Point localization data

——

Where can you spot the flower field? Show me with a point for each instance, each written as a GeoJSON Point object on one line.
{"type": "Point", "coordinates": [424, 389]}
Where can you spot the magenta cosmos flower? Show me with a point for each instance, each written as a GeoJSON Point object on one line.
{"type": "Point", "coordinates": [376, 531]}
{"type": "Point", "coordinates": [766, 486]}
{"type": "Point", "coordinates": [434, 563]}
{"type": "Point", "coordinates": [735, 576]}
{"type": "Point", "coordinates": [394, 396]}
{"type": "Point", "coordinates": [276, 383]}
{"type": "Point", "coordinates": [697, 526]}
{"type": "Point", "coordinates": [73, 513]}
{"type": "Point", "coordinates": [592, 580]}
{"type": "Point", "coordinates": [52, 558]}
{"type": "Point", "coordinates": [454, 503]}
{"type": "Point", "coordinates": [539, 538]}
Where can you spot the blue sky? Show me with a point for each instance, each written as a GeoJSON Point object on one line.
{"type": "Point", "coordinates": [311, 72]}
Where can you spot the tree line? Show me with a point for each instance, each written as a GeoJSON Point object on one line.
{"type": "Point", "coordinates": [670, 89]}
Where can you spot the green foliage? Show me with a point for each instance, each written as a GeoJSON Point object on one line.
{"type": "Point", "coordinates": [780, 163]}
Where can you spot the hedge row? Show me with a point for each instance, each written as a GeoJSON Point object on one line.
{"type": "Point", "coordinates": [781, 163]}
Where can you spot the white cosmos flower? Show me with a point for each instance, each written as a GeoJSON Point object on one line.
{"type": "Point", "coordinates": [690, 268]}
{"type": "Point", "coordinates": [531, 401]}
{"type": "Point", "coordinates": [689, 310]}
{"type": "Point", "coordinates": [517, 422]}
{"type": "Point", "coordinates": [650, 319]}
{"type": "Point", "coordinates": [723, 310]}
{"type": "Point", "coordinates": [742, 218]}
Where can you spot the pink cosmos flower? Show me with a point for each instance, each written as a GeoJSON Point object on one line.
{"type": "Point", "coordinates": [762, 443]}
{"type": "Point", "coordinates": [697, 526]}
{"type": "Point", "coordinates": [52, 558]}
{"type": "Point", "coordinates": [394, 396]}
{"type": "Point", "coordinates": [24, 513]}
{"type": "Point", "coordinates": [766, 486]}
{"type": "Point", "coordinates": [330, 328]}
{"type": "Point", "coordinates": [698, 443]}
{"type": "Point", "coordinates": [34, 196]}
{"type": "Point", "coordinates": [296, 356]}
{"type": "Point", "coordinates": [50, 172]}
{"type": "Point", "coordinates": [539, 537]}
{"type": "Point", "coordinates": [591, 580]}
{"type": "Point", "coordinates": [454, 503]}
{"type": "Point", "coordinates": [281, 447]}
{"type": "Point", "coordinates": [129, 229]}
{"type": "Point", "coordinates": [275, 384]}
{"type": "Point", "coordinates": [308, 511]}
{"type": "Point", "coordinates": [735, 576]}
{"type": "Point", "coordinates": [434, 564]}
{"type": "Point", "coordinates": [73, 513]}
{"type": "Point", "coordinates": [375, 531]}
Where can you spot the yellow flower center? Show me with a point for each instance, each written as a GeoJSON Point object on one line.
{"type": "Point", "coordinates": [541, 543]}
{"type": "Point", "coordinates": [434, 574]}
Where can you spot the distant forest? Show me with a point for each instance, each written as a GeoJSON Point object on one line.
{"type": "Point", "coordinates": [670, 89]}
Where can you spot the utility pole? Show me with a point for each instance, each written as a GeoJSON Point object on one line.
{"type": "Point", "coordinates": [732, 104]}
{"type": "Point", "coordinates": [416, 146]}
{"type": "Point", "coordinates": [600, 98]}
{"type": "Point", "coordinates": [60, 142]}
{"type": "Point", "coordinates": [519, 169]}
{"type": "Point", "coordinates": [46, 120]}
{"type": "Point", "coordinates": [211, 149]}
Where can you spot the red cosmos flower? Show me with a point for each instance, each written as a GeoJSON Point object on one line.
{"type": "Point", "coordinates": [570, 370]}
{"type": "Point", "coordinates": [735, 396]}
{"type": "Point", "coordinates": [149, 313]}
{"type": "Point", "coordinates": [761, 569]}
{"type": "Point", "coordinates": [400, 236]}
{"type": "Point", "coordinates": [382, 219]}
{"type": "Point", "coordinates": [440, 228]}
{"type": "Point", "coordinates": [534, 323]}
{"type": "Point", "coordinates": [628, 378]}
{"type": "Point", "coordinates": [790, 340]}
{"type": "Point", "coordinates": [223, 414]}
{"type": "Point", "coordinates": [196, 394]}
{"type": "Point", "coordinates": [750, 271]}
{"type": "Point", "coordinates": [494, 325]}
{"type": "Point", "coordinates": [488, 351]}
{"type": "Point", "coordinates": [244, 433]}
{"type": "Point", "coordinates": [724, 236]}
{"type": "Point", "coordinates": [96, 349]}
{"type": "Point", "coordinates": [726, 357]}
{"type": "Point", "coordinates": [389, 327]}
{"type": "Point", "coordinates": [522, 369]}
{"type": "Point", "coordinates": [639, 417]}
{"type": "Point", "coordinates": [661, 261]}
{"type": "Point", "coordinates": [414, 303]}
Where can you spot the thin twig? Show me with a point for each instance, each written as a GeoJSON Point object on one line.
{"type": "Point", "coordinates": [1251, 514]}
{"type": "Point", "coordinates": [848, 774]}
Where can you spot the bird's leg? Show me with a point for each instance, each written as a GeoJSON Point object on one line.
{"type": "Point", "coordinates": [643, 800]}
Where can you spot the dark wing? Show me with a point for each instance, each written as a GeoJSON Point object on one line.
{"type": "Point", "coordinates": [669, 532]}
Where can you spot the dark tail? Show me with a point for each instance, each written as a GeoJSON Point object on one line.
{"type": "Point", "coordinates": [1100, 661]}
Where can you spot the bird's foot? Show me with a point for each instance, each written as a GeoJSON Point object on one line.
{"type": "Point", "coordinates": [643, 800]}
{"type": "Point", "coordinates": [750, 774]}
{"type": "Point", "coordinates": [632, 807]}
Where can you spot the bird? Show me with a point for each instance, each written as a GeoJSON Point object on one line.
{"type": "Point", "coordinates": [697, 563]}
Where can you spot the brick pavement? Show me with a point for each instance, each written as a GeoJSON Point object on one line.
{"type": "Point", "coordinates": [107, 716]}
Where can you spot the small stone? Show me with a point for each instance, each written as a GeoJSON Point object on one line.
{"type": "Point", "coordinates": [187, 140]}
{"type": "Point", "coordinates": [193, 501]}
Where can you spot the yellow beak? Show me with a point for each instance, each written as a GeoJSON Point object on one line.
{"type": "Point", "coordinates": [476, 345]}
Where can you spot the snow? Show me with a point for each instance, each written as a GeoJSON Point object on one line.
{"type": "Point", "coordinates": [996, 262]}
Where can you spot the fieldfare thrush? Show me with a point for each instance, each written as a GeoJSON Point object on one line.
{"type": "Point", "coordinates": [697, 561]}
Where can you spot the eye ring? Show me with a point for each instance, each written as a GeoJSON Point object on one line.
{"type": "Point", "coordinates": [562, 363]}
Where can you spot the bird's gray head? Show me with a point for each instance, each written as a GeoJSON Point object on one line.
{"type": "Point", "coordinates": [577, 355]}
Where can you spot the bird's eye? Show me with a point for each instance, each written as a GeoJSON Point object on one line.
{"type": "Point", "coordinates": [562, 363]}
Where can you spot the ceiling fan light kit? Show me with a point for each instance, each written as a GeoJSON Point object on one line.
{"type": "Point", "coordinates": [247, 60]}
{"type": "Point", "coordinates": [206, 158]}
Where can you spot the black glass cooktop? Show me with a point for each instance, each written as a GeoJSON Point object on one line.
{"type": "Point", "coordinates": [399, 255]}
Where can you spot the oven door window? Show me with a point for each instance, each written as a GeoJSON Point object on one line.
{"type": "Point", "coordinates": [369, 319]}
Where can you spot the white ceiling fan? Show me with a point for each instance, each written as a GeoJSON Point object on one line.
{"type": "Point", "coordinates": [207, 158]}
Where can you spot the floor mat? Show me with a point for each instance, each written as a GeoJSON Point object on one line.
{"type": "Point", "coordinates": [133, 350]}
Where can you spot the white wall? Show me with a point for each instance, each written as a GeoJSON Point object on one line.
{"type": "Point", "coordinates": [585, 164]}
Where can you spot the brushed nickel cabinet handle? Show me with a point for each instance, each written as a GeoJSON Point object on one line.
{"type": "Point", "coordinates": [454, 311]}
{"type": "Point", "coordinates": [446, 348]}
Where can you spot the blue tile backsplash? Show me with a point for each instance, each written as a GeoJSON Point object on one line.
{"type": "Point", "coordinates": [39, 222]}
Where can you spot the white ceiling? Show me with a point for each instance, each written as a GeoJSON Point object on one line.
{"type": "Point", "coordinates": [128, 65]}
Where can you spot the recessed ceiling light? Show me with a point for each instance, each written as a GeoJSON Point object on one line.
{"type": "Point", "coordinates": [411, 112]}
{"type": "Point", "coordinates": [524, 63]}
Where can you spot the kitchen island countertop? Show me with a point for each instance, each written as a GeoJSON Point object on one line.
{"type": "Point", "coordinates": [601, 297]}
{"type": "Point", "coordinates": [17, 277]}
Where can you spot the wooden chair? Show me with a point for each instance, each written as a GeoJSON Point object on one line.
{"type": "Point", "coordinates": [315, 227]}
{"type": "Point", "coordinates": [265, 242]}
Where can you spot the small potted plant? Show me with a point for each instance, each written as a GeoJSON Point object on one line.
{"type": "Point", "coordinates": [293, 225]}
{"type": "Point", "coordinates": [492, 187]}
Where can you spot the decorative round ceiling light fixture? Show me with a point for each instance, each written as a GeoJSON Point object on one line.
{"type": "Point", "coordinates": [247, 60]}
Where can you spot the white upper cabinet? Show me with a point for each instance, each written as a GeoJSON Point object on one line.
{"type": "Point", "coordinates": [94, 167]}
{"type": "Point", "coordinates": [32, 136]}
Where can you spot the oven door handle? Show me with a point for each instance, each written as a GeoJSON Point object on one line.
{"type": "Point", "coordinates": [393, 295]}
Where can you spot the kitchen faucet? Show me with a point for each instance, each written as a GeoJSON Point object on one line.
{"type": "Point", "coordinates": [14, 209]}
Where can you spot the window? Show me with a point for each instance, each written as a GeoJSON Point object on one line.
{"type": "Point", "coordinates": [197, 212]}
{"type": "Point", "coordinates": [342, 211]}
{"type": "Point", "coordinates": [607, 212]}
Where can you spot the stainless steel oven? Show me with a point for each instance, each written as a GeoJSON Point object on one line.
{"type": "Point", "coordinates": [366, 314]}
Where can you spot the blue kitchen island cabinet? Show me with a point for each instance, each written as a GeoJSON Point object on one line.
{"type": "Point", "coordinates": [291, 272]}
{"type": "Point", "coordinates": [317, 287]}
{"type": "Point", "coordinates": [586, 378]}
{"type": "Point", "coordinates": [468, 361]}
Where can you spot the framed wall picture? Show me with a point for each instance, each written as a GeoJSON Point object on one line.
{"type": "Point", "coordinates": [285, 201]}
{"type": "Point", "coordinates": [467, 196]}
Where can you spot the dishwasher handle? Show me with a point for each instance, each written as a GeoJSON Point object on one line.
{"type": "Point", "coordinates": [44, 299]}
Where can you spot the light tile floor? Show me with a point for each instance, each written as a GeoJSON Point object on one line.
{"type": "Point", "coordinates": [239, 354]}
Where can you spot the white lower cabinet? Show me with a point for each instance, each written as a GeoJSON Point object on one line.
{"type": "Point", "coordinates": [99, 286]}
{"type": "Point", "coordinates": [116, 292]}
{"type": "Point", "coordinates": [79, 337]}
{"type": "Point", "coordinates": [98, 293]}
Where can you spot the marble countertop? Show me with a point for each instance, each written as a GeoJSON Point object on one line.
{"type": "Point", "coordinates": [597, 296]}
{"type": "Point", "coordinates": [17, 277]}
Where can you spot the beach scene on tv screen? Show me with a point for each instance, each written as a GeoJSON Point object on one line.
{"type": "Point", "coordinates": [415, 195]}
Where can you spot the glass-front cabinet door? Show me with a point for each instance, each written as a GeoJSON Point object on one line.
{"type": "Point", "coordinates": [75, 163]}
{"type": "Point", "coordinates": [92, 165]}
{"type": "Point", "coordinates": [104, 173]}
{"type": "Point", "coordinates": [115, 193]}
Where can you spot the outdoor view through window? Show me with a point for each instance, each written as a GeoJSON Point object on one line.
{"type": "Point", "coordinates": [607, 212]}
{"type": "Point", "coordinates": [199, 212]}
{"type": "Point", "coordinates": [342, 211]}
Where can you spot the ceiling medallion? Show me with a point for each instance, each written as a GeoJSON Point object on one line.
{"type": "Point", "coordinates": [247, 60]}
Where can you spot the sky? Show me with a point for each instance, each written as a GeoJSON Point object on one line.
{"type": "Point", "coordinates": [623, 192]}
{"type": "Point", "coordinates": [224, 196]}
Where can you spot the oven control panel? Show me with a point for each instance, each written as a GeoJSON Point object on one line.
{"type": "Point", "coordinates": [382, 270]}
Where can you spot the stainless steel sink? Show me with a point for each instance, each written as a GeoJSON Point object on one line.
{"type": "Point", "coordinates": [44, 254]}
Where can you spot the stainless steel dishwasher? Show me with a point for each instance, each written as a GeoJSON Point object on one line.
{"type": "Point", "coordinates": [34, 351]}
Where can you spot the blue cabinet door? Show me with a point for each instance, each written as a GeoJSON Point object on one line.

——

• _Work item_: Copy the lines above exactly, beginning at the line containing "Where can you spot the sky?" and stopping at the last line.

• _Expected answer_:
Where can you spot the sky? Show me with a point for each instance, each written as a GeoJSON Point object on one line.
{"type": "Point", "coordinates": [623, 192]}
{"type": "Point", "coordinates": [224, 196]}
Where can you spot the oven control panel? Show me with a point for each instance, each written as a GeoJSON Point object on one line.
{"type": "Point", "coordinates": [382, 270]}
Where can you spot the stainless steel sink? Show me with a point for each instance, each written as a GeoJSON Point object on one line.
{"type": "Point", "coordinates": [44, 254]}
Where can you spot the stainless steel dishwasher? Show me with a point for each instance, each written as a GeoJSON Point object on one line.
{"type": "Point", "coordinates": [34, 351]}
Where can you spot the blue cabinet door? Show me with a point for each instance, each written as a GeoJSON Point object on one line.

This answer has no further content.